+++ Data section +++
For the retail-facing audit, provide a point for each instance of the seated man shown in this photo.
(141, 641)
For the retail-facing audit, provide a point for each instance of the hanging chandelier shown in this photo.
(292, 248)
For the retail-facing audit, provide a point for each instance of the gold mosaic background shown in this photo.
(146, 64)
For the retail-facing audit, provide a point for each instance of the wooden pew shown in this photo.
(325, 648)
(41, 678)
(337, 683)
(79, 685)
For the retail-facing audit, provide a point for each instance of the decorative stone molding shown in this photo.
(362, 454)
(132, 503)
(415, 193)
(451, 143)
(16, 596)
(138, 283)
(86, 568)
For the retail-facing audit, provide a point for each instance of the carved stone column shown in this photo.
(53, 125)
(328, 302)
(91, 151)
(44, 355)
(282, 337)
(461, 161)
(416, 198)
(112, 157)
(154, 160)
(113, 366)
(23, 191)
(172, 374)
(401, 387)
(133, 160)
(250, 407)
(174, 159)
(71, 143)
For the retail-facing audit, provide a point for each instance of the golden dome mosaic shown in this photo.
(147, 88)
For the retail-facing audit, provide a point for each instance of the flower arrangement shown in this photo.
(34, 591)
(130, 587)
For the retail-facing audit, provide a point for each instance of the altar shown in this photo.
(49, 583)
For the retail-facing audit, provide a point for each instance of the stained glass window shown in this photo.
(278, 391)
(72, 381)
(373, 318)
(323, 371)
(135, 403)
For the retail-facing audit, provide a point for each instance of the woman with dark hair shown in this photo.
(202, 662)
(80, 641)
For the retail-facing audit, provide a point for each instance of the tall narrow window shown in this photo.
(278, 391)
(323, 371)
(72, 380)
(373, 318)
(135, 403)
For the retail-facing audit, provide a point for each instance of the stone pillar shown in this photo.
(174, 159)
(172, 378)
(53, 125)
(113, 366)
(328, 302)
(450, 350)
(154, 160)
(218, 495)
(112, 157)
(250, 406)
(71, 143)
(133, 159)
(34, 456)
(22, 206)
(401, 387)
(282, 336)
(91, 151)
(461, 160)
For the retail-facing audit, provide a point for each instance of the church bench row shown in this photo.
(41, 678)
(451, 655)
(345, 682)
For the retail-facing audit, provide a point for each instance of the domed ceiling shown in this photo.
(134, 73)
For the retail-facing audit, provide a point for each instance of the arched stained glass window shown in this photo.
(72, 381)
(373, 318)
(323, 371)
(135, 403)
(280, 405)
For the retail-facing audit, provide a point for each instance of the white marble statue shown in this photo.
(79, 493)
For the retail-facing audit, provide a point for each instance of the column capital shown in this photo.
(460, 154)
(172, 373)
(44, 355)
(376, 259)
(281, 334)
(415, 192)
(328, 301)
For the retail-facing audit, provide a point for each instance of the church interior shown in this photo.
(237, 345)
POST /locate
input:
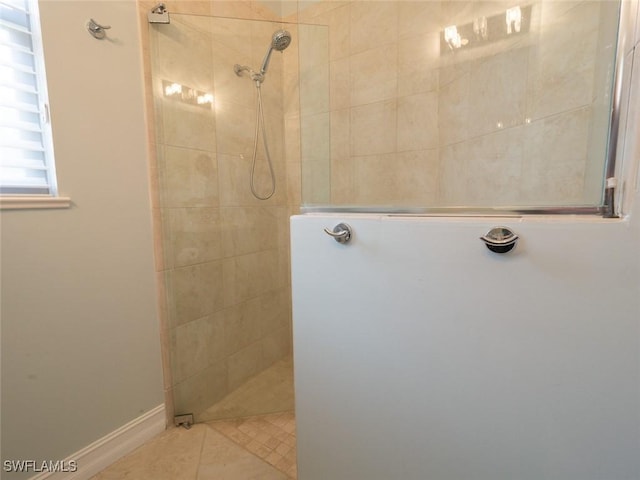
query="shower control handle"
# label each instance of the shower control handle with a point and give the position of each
(341, 233)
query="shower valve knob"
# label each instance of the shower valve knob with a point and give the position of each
(500, 239)
(341, 233)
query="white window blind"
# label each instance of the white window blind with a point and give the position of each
(26, 148)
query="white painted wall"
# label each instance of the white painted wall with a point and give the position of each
(80, 336)
(420, 354)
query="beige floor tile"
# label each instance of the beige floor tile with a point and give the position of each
(172, 455)
(224, 460)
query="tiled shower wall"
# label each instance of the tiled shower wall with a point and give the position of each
(507, 123)
(222, 255)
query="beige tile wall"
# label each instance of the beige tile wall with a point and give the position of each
(504, 124)
(222, 255)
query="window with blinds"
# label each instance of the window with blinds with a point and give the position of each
(26, 148)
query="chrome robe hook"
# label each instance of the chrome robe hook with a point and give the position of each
(97, 30)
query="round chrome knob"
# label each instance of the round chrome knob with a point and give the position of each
(500, 239)
(341, 233)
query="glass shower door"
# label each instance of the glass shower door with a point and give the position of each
(227, 319)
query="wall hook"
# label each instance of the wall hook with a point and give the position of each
(97, 30)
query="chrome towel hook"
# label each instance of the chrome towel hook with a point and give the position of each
(341, 233)
(97, 30)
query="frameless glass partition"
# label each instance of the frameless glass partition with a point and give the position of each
(456, 104)
(225, 257)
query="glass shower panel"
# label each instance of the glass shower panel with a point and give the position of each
(225, 254)
(457, 104)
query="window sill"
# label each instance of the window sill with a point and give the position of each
(33, 202)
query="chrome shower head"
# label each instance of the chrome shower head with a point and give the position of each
(280, 40)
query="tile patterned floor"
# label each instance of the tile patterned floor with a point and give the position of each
(270, 437)
(269, 391)
(260, 448)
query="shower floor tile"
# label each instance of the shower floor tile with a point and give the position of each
(270, 437)
(268, 392)
(261, 448)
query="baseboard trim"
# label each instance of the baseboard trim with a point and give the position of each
(105, 451)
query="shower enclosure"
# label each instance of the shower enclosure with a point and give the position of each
(393, 106)
(224, 262)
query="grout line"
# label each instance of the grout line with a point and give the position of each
(204, 438)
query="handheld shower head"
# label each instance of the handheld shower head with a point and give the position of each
(280, 40)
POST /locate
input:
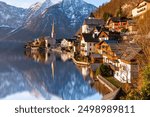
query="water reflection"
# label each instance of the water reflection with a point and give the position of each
(45, 76)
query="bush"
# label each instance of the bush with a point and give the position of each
(104, 70)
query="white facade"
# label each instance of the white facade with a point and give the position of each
(125, 72)
(141, 8)
(87, 48)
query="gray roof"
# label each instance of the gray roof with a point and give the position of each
(88, 37)
(95, 22)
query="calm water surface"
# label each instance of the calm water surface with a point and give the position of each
(41, 77)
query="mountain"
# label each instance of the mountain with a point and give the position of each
(126, 6)
(68, 16)
(11, 16)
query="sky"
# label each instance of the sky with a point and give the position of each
(28, 3)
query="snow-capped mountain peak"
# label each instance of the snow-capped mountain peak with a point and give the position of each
(72, 2)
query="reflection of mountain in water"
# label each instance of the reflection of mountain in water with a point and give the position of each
(22, 74)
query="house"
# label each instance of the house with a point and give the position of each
(90, 23)
(103, 33)
(121, 57)
(141, 8)
(117, 23)
(87, 44)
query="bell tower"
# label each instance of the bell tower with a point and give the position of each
(53, 36)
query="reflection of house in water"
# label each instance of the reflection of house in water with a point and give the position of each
(43, 57)
(65, 57)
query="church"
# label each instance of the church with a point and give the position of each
(51, 40)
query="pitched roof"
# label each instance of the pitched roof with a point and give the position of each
(95, 22)
(118, 19)
(92, 15)
(88, 37)
(130, 52)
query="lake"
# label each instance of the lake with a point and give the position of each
(42, 76)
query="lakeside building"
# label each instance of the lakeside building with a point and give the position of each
(141, 8)
(90, 23)
(117, 24)
(121, 57)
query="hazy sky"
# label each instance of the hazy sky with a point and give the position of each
(27, 3)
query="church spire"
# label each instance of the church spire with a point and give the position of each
(53, 30)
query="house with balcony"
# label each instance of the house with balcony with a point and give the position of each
(141, 8)
(90, 23)
(121, 57)
(87, 44)
(117, 23)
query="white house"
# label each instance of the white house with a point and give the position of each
(87, 44)
(141, 8)
(121, 58)
(90, 23)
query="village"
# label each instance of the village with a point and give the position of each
(106, 47)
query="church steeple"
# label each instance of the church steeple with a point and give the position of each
(53, 36)
(53, 30)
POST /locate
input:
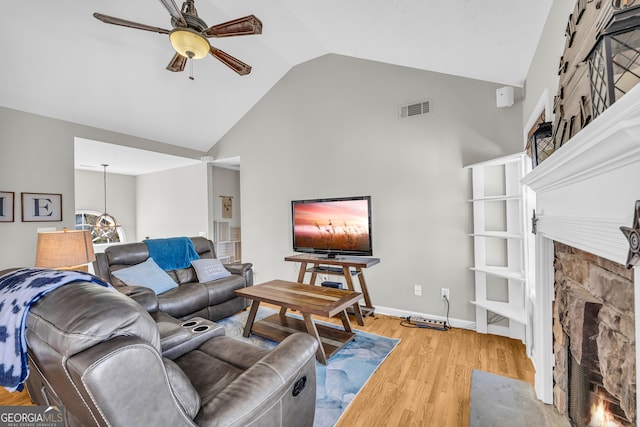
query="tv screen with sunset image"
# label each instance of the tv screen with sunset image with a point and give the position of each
(332, 226)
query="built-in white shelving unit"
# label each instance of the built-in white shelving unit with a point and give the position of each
(227, 242)
(499, 243)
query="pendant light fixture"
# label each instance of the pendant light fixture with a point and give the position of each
(106, 226)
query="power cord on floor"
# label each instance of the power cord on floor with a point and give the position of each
(406, 322)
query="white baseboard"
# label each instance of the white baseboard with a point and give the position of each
(454, 323)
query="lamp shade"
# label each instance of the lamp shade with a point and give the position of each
(63, 249)
(189, 44)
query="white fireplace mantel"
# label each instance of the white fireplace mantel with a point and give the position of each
(584, 191)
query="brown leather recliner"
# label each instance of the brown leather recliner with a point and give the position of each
(97, 353)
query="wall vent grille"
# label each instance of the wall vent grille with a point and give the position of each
(415, 109)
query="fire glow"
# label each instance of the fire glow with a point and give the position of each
(600, 416)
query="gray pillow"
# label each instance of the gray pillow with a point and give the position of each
(208, 269)
(147, 274)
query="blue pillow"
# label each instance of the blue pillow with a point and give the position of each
(146, 274)
(208, 269)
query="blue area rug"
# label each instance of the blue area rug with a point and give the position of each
(345, 375)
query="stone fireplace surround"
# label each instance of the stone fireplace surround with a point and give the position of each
(584, 192)
(593, 336)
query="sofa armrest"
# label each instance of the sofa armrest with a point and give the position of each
(244, 269)
(278, 376)
(101, 267)
(143, 296)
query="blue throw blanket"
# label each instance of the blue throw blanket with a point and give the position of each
(172, 253)
(18, 290)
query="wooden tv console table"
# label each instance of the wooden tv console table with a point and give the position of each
(340, 266)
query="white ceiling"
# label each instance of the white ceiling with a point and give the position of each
(61, 62)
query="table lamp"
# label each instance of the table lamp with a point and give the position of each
(65, 250)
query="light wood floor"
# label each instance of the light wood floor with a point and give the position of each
(426, 381)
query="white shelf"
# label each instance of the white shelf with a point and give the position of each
(499, 213)
(503, 272)
(496, 198)
(498, 234)
(503, 309)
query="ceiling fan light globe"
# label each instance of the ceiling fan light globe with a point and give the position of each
(189, 43)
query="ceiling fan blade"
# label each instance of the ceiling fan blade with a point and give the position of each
(173, 10)
(231, 62)
(124, 23)
(238, 27)
(177, 63)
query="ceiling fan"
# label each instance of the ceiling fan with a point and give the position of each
(189, 35)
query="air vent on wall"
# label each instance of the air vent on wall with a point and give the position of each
(415, 109)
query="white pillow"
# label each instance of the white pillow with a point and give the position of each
(208, 269)
(147, 274)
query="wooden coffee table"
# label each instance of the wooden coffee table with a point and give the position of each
(308, 300)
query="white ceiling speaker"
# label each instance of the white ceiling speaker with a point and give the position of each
(504, 97)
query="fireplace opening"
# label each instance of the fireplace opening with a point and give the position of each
(590, 404)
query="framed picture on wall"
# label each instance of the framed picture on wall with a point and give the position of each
(6, 206)
(41, 207)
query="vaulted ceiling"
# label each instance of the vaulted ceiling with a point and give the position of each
(60, 62)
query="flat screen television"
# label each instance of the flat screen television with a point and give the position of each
(332, 227)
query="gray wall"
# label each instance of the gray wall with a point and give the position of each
(226, 182)
(543, 72)
(36, 155)
(173, 203)
(330, 127)
(121, 197)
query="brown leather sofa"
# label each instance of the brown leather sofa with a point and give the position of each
(97, 353)
(212, 300)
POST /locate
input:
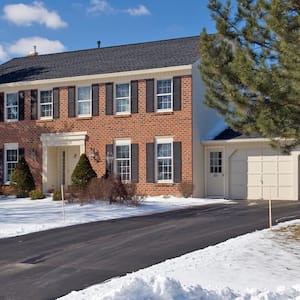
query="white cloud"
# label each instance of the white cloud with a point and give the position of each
(43, 46)
(25, 15)
(99, 6)
(102, 6)
(3, 54)
(140, 11)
+++
Instructions for the task —
Collect every line of the material that contains the word "hazy", copying each one in full.

Exercise result —
query="hazy sky"
# label each instance of the hazy sky with a point and give the position of each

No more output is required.